Given passage

Solexel, the former Soltaix, is still tight-lipped about their thin silicon solar activities.
But an article in Business Times released in Malaysia yesterday said that the company's CEO, Mike Wingert, is scouting out manufacturing sites in Malysia's Senai Hi-Tech Park. The article also said that Solexel is pledging to invest RM2.8 billion (that's $941 million) over five years to build a multi-gigawatt-capacity photovoltaic cell manufacturing plant. The company will be in the business of building solar modules, according to Ryan Brown, Director of Corporate Development at Solexel, in an otherwise non-informative phone interview.
That's a lot of money. And although the firm has raised funding from Kleiner Perkins, Technology Partners, DAG Ventures, The Westly Group, EcoFin, Spirox, Oakhill, Univest and Northgate Capital, they are probably a bit short of $941 million. The firm closed a $15 million A round in 2007, an undisclosed B round in 2008 and raised some additional funding from The Westly Group in 2010. The company looks to have more than 100 employees.

To be done
(1) In the Solexel article, write out the passage from "But an article" up to and including "non-informative phone interview.".
(2) According to the Solexel article, how much did the company raise in its A round, and in which year did that round close?

Dataset excerpts
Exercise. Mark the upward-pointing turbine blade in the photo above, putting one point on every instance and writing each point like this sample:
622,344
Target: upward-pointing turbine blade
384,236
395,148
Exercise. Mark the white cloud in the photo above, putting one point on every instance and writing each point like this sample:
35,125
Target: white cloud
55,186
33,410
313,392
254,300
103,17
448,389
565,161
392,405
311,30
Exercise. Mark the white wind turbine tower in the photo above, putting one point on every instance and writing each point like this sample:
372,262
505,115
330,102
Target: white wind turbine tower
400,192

---

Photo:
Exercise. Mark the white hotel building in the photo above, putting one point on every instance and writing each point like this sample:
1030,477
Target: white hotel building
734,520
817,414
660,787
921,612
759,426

---

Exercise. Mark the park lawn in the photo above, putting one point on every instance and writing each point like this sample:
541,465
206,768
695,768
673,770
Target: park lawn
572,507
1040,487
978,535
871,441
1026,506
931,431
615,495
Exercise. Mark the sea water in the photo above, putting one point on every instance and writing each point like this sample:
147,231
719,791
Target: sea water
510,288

Answers to the problems
(1)
But an article in Business Times released in Malaysia yesterday said that the company's CEO, Mike Wingert, is scouting out manufacturing sites in Malysia's Senai Hi-Tech Park. The article also said that Solexel is pledging to invest RM2.8 billion (that's $941 million) over five years to build a multi-gigawatt-capacity photovoltaic cell manufacturing plant. The company will be in the business of building solar modules, according to Ryan Brown, Director of Corporate Development at Solexel, in an otherwise non-informative phone interview.

(2) $15 million, closed in 2007.